Mongabay.co.id

Warga Pohuwato Bergantung dari Tambang Emas, Nexus3: Bahaya, Bantu Alihkan Mata Pencarian

 

 

 

 

Siang itu, Rahmat Karim masih sibuk menggali tanah dengan linggis di perbukitan agak tinggi di Desa Desa Karya Baru, Kecamatan Dengilo, Kabupaten Pohuwato, Gorontalo.

Saudaranya sedang menyedot air dari Sungai Tihu’o untuk disemprotkan ke tempat penggalian dengan pompa untuk membantu penggalian.

Bukit pun perlahan-lahan mulai terkelupas, tanah jatuh ke tempat penampungan berair yang sudah dibuat sebelumnya.

Tempat penampungan itu, terlihat seperti kali kecil yang jadi tempat air untuk mengencerkan tanah-tanah yang sudah tergali.

Saat tanah sudah berada di dalam kali kecil itu, Rahmat mengaduk-aduk pakai sekop agar tanah sedikit encer. Kemudian dia alirkan bersama air menuju saluran selebar sekitar satu meter.

Di dalam saluran itu, Rahmat menyusun batu-batu kecil berjenjang guna memperlambat aliran air agar tanah mudah terendapkan di dalam karpet. Kedua sisi karpet, disanggah menggunakan beberapa kayu balok agar tanah mudah terperangkap. Setelah itu, tanah yang terperangkap langsung diangkat dan masukkan ke dalam dulang.

Tanah yang masuk ke dulang kemudian digoyang-goyang bersama air untuk mengeluarkan butiran-butiran tanah kasar. Setelah itu akan tampak pasir hitam yang disebut “pasir penghantar emas”. Kemudian akan kelihatan serbuk-serbuk halus berwarna agak kekuning-kuningan. Rahmat bilang, itu yang disebut sebagai emas halus.
• • • • •
* Latihan Singkat 1
Menurut teks tentang tambang emas di Pohuwato, dari sungai mana saudara Rahmat Karim menyedot air untuk membantu penggalian?
• • • • •
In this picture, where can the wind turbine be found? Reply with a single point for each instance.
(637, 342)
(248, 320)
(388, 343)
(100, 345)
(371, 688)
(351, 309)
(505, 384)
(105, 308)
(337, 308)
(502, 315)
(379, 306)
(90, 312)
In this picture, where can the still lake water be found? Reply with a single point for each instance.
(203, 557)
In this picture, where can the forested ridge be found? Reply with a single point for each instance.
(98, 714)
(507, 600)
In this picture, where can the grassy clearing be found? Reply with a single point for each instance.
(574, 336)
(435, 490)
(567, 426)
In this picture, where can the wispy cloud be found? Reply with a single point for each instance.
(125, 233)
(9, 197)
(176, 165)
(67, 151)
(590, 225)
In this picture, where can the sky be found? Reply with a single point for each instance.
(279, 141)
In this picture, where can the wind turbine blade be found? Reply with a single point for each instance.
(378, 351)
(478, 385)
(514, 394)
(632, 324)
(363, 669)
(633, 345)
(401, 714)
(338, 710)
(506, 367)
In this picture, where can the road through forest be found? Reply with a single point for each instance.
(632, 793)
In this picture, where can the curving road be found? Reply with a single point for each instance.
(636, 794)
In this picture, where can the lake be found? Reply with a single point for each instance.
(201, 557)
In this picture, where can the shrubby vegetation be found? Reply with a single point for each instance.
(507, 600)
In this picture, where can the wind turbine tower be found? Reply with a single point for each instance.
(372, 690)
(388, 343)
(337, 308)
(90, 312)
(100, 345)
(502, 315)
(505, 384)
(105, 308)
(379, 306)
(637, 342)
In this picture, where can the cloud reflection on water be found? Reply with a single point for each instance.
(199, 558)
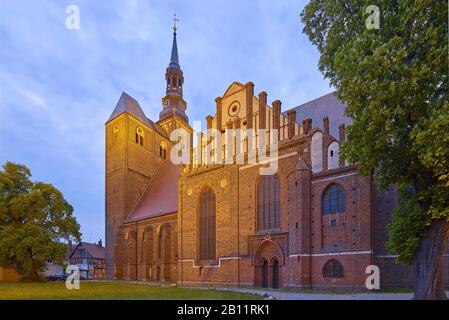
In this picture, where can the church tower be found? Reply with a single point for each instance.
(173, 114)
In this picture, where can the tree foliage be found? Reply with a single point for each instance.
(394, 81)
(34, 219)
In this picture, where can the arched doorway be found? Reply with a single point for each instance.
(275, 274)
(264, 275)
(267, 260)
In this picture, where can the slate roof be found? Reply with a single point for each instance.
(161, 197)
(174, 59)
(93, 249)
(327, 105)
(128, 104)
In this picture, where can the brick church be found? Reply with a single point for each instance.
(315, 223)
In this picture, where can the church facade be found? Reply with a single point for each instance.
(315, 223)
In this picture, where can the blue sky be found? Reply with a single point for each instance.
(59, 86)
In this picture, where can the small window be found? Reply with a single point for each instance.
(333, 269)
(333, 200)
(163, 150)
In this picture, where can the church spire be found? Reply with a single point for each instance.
• • • • •
* Latihan Singkat 2
Susun baris-baris catatan sebagai daftar bernomor tanpa baris kosong. Mulailah dari baris catatan yang memuat "In this picture, where can the tree", lalu lanjutkan sampai akhir catatan.

* Jawaban Lengkap 1
Saudara Rahmat Karim menyedot air dari Sungai Tihu’o.

* Jawaban Lengkap 2
1. In this picture, where can the tree foliage be found? Reply with a single point for each instance.
2. (394, 81)
3. (34, 219)
4. In this picture, where can the arched doorway be found? Reply with a single point for each instance.
5. (275, 274)
6. (264, 275)
7. (267, 260)
8. In this picture, where can the slate roof be found? Reply with a single point for each instance.
9. (161, 197)
10. (174, 59)
11. (93, 249)
12. (327, 105)
13. (128, 104)
14. In this picture, where can the brick church be found? Reply with a single point for each instance.
15. (315, 223)
16. In this picture, where can the church facade be found? Reply with a single point for each instance.
17. (315, 223)
18. In this picture, where can the blue sky be found? Reply with a single point for each instance.
19. (59, 86)
20. In this picture, where can the small window be found? Reply with a single point for each instance.
21. (333, 269)
22. (333, 200)
23. (163, 150)
24. In this picture, where can the church spire be found? Reply with a single point for each instance.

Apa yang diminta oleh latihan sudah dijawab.